Extrait choisi —
Alaa Dine, une épopée et non une poème.
Alaa Dine (Aladin) n'est pas le nom d'un héros d'une légende mythique, mais le nom d'un héros qui vit parmi nous, dans la prison de Ramleh, à cette époque où il n'y a plus de légendes, de mythes et de fables, où les gens ne croient plus qu'aux faits vivants et palpables. Alaa a été enterré vivant et palpable dans les souterrains des prisons, depuis plus d'un quart de siècle.
Alaa Dine n'est pas le nom d'une lanterne à miracles, mais c'est le nom d'une homme qui a vu, par son intelligence vive et son expérience humaine et combative rare, la voie de la liberté... avec beaucoup de réalisme politique et combatif, loin de tout nihilisme, de toute logique divinatoire et des stratégies de la sorcellerie.
J'ai eu l'honneur qu'il me tienne par la main, moi le prisonnier à l'expérience récente, et voyant, pour qu'il me conduise, lui l'aveugle, et me faire éviter les obstacles dans les ténèbres des cellules.
Alaa Dine fut, en ce sens, une lanterne blessant les ténèbres de la période.
Lorsque nous chantons "nos yeux pour la patrie", pour Alaa, ce n'est ni un hymne, ni une rhétorique, ni une métaphore linguistique. Lorsque sa ville, al-Quds, lui a demandé de lui donner toute sa lumière, Abu Kamal lui a remis toute la lumière par laquelle il voit.
Alaa refuse d'être une légende ou une icône qu'on pend aux murs de ceux qui ont transformé la souffrance en exposition, et la patrie en patrimoine.
Il a toujours insisté pour rester ce militant humain avec tout la signification qu'impliquent ces mots, avec la profondeur révolutionnaire, la simplicité et l'humilité en même temps, pour que la patrie ne se transforme pas en pseudo-patrie, la lutte en pseudo-lutte, les militants en pseudo-militants, la liberté et l'indépendance en pseudo-liberté et pseudo-indépendance, le prisonnier devenant une question devançant une autre question.
Alaa Dine, qui a été arrêté jeune homme de 21 ans, a passé en prison plus de temps qu'à l'extérieur, et il y est toujours.. Alaa qui a perdu sa vue depuis ce moment refuse de s'appuyer sur son incapacité organique pour justifier une quelconque incapacité ou déficience, qui pourrait être une justification pour lui, dans sa situation, mais il ne supporte pas l'incapacité... Notre incapacité... leur incapacité.
Il refuse que l'état humain soit l'objet de pitié. Il insiste pour rester l'humain et le militant qui participe au mouvement des prisonniers, à toutes ses discussions politiques et théoriques, aux batailles de la grève de la faim illimitée et aux journées de solidarité et ce qui s'ensuit... Alaa Dine appartient à cette poignée qui souffle sur la braise de nos valeurs humaines et militantes afin que nous conservions notre perspicacité..

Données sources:
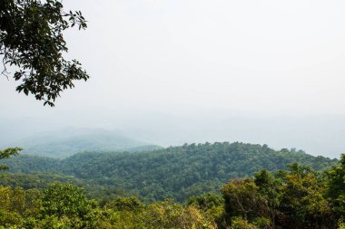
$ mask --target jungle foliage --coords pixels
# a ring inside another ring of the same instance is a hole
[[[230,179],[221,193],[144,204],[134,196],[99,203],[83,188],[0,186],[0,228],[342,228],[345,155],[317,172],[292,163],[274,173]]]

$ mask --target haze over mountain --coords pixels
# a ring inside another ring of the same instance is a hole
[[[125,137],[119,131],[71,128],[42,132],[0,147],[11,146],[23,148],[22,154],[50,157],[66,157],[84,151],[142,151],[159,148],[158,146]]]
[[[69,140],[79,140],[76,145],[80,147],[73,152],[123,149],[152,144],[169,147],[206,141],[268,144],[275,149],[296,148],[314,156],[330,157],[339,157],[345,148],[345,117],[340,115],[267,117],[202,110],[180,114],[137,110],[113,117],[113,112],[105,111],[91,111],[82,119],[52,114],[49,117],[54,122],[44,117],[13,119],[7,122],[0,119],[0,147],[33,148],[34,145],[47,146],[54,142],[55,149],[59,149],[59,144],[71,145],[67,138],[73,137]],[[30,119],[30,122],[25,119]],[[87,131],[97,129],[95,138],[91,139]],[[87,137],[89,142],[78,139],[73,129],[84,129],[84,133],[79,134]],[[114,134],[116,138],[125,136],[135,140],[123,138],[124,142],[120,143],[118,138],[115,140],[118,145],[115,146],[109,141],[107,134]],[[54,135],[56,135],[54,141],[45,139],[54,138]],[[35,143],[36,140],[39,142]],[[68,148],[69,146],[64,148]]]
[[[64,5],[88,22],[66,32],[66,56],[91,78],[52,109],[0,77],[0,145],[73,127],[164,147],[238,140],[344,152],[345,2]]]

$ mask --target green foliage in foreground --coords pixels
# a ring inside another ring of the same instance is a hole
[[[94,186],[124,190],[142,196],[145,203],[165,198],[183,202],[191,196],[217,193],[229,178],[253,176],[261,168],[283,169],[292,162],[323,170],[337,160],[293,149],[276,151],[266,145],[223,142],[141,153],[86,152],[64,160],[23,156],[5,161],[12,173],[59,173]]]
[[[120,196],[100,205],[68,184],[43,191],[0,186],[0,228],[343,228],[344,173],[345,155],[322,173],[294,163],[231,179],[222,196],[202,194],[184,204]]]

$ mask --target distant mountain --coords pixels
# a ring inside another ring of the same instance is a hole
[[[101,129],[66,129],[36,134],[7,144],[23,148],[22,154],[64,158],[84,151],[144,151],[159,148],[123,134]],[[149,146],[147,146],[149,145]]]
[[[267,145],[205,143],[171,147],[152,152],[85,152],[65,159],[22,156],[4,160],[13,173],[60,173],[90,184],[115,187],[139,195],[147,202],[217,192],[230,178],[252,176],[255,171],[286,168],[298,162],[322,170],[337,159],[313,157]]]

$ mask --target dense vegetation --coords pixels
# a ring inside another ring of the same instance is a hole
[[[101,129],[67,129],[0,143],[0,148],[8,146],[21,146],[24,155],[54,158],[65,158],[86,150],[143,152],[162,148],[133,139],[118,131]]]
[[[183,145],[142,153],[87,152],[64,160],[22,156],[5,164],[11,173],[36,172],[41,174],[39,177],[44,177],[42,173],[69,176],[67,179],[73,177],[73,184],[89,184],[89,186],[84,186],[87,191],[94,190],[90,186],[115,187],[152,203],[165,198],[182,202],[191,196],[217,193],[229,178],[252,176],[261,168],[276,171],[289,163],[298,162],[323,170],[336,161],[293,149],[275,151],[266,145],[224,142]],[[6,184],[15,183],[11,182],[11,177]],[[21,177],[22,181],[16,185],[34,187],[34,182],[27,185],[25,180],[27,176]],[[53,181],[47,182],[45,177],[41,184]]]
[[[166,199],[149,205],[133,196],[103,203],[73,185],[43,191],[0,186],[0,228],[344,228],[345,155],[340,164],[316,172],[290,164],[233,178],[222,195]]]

* * *

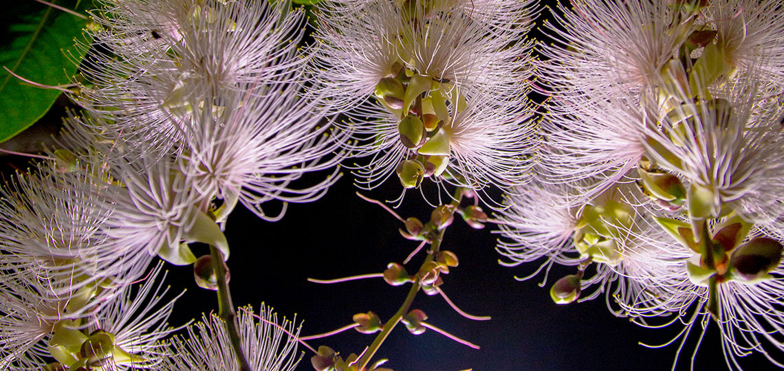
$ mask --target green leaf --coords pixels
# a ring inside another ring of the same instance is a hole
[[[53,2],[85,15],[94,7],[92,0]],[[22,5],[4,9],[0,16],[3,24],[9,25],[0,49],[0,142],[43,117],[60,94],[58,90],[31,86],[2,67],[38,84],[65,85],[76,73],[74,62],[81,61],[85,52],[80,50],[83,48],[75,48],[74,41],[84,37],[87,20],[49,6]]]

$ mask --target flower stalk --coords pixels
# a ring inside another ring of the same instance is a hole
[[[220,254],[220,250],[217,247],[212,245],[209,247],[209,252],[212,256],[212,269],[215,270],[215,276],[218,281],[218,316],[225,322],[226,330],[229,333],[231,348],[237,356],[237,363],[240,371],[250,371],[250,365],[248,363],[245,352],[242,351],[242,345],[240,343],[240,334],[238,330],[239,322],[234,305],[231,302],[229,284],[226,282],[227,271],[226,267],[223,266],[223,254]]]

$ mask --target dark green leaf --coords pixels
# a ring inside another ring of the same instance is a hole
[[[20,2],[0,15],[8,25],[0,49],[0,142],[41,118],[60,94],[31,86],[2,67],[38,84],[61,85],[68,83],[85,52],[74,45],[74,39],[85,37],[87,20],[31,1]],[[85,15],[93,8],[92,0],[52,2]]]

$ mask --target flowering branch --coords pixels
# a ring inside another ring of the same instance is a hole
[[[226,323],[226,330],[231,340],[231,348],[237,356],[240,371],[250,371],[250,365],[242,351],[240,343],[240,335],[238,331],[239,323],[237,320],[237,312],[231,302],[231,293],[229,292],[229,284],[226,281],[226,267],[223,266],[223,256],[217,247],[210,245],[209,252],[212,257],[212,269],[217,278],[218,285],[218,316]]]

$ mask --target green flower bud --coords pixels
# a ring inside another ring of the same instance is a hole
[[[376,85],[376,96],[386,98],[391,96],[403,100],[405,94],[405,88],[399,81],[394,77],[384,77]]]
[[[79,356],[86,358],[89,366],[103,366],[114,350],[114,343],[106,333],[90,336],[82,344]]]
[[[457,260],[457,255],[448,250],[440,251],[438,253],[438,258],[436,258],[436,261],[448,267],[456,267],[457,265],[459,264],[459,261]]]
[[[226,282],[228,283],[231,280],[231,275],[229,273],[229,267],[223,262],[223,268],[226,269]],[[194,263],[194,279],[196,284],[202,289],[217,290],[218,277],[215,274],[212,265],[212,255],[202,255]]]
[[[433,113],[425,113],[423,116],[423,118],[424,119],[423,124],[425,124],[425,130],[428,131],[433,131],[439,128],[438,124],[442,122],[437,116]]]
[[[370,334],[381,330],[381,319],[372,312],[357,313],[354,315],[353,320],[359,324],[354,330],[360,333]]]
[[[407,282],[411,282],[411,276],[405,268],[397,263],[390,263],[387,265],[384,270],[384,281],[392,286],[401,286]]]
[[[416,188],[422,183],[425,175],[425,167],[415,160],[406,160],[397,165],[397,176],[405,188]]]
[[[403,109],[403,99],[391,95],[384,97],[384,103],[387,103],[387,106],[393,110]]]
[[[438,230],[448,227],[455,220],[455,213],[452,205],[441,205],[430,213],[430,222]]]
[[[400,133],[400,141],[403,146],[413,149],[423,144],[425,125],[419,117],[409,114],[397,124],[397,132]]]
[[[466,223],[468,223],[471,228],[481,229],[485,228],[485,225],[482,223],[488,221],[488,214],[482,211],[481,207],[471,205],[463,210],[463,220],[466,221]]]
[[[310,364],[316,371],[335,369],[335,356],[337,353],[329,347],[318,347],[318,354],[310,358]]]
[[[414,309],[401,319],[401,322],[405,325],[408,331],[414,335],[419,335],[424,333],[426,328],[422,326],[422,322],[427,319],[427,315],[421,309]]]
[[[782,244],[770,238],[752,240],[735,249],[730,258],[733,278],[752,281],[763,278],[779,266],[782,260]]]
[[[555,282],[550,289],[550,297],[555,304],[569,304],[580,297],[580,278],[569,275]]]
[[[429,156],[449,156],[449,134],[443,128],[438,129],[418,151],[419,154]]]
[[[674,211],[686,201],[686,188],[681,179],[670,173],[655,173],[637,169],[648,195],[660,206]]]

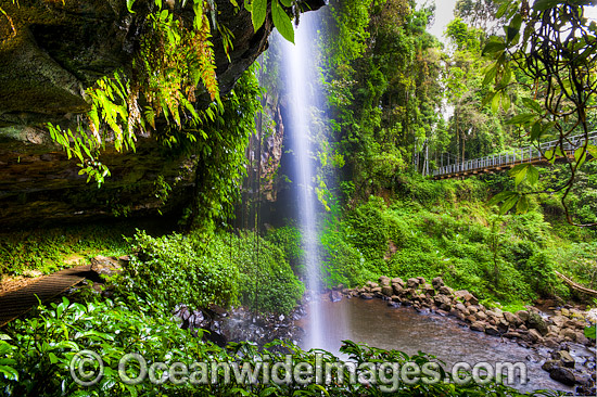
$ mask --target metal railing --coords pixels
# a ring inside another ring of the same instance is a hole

Objectif — Pouvez-vous poursuivre l'hommage à Alaa Dine en reprenant juste après sa dernière phrase ? Ces données n'ont aucun lien avec le texte.

Réponse attendue —
Alaa montre aux jeunes nouveaux venus, par son comportement, comment doit être un militant, comment il doit s'intéresser à l'étude de l'histoire, de la littérature et de la philosophie, sans négliger l'heure quotidienne de gymnastique.. Alaa va rejoindre bientôt l'université ouverte.
Hier, je lui tenais la main, comme à notre habitude, lors de notre promenade dans la cour de la prison. J'ai heurté le poteau qui porte le panier.
J'ai ri, tous ont ri, se demandant : qui conduit qui ?
Tu nous as convaincus, mon ami, tu es le plus fort. Nous avons oublié ton handicap. Je ne t'ai jamais entendu te plaindre ou maudire cette obscurité.. Je t'ai toujours connu discutant et analysant la situation, rassemblant ton entourage.
Tu as toujours été pareil, que ce soit dans les petites ou les grandes questions..
Tu étais toujours le gagnant au domino.
Même le gêolier, Abu Kamal, même le gêolier, n'a pas été convaincu de ta cécité..
Te rappelles-tu le jour où tu as été convoqué à l'infirmerie, ils voulaient t'ausculter de nouveau, pour s'assurer de ta cécité.. Ils t'ont dit que l'un des gêoliers t'a vu debout devant le lavabo en train de te raser, ils ont cru que tu utilisais le miroir...
Tu es comme tu es, et ta fierté, mon ami, est une question pour toi et pour nous.
Comment se comporte Alaa lors des affrontements violents entre nous et les geôliers ?
Comment Alaa évite-t-il le gaz lacrymogène et les matraques qui tombent sur lui sans qu'il ne puisse prévoir dans quelle direction elles vont agir ?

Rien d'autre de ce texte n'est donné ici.